#### TEXT PROVIDED

New York: Does your toddler have a bigger appetite for desserts, even when he or she is not hungry? Beware, as according to a new study, kids who eat sweet, but not salty, after having a filling meal puts them at a greater risk of weight gain.
"Eating in the absence of hunger is associated with being overweight among older children, but this is the first time we've seen this link in children as young as toddlerhood," said one of the researchers Julie C. Lumeng, pediatrician at University of Michigan's C.S. Mott Children's Hospital in US.
The findings of the study showed that children between one and three years old who reached for cookies over chips when their bellies were full had a higher risk increase in body fat.
"We found that toddlers' eating sweet, but not salty, tasty foods after they already ate a filling meal puts children at a greater risk of weight gain," Lumeng explained.
Also, toddlers who ate more desserts and who became upset when the food was removed experienced gradual increases in body fat by the time they were 3- years old.
However, those who picked the salty foods did not show any increase.
For the study, published in the forthcoming issue of journal Pediatrics, the researchers asked 209 low-income mothers to have each child fast for one hour then eat a substantial lunch.
Toddlers were then presented with a tray of sweet treats like chocolate chip cookies and salty snacks like potato chips.
They were allowed to eat as much as they wanted.
"The tendency to eat when you're not hungry increases with age and could have lifelong implications for weight gain," Lumeng noted.
The researchers suggested the need to explore ways to target this drive to eat before children even turn three.

########
#### LISTED RECORDS

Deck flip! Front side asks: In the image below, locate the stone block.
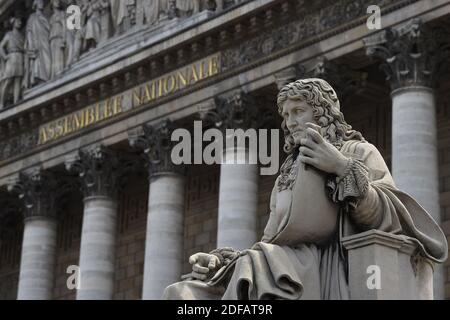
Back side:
[343,230,433,300]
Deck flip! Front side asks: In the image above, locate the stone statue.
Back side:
[0,18,25,110]
[25,0,52,88]
[50,0,67,79]
[136,0,169,25]
[66,0,88,67]
[84,0,102,51]
[100,0,112,42]
[163,79,448,300]
[109,0,136,35]
[175,0,200,17]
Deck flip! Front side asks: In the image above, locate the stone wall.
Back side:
[114,174,148,300]
[53,192,83,300]
[437,83,450,299]
[0,216,23,300]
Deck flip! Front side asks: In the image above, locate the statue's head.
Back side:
[33,0,45,10]
[9,17,22,29]
[52,0,62,9]
[277,78,364,153]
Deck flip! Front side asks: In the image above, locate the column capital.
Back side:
[364,19,449,91]
[308,57,368,102]
[65,145,126,198]
[128,120,184,177]
[274,64,306,90]
[200,90,262,131]
[8,168,61,218]
[0,192,23,232]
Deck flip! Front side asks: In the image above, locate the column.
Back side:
[217,148,259,250]
[365,20,444,299]
[202,91,261,250]
[8,169,57,300]
[129,121,185,300]
[66,146,121,300]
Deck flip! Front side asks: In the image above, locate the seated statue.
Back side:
[163,79,448,300]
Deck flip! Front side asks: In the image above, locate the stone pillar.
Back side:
[130,121,185,300]
[217,148,259,250]
[66,146,122,300]
[342,230,433,300]
[202,91,261,249]
[8,169,57,300]
[365,20,445,299]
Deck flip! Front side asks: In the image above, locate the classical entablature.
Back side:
[0,0,448,184]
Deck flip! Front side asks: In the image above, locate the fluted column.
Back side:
[8,169,57,300]
[130,121,185,300]
[203,91,261,249]
[365,20,444,299]
[66,146,122,300]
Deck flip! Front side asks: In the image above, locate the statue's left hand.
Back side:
[299,123,349,176]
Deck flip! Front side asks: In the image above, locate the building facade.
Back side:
[0,0,450,299]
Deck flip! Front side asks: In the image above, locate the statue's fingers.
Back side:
[306,128,323,143]
[300,147,315,158]
[208,256,217,270]
[189,253,198,264]
[191,272,208,280]
[300,138,317,150]
[299,155,317,167]
[192,263,209,274]
[306,122,322,133]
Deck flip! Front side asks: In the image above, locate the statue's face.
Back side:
[35,0,44,10]
[14,19,22,29]
[282,99,316,144]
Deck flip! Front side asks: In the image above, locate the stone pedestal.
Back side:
[142,173,185,300]
[17,216,57,300]
[343,230,433,300]
[217,148,258,250]
[77,196,117,300]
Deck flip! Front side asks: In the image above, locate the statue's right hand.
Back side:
[189,252,221,281]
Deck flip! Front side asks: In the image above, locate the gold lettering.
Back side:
[177,71,187,87]
[64,117,72,134]
[73,112,84,130]
[133,85,142,108]
[145,82,155,102]
[84,107,95,127]
[47,123,55,141]
[104,99,113,119]
[113,96,123,115]
[200,61,208,80]
[164,74,177,93]
[189,65,198,84]
[95,102,103,123]
[158,78,163,98]
[39,127,48,145]
[209,56,219,77]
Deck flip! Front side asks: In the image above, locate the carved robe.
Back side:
[84,0,102,45]
[140,0,169,25]
[50,10,66,78]
[0,30,25,81]
[25,11,52,87]
[109,0,135,34]
[163,141,448,300]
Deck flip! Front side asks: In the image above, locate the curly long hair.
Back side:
[277,78,365,154]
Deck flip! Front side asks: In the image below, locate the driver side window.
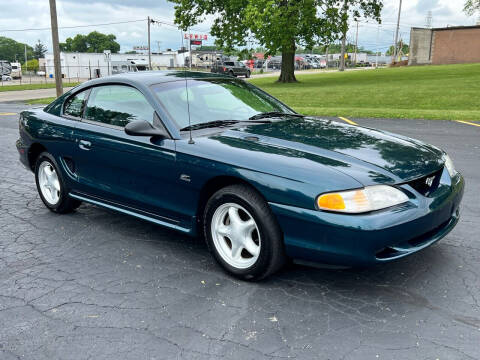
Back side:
[85,85,155,127]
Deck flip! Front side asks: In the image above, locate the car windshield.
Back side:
[152,79,293,129]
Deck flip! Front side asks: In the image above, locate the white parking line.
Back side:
[338,116,358,125]
[455,120,480,127]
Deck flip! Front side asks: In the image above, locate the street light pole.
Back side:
[49,0,63,97]
[147,16,152,70]
[353,20,358,66]
[393,0,402,62]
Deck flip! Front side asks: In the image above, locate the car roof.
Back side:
[84,70,231,86]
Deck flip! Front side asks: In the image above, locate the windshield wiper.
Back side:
[249,111,305,120]
[180,119,271,131]
[180,120,240,131]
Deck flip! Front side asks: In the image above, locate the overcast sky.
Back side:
[0,0,476,57]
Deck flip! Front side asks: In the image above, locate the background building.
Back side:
[45,51,189,79]
[408,26,480,65]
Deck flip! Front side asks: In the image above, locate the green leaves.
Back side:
[60,31,120,53]
[169,0,382,81]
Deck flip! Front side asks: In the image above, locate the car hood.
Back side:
[214,117,444,185]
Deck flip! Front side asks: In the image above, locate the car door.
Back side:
[71,85,182,223]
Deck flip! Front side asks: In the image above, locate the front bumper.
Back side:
[270,170,465,266]
[15,139,32,170]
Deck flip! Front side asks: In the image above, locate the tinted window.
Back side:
[153,79,291,129]
[85,85,154,127]
[63,91,87,117]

########

Reproduce the passage of the article on toddlers and desserts between "Also, toddlers who" and "show any increase.", inclusive.

» **RESULT OF THIS TASK**
Also, toddlers who ate more desserts and who became upset when the food was removed experienced gradual increases in body fat by the time they were 3- years old.
However, those who picked the salty foods did not show any increase.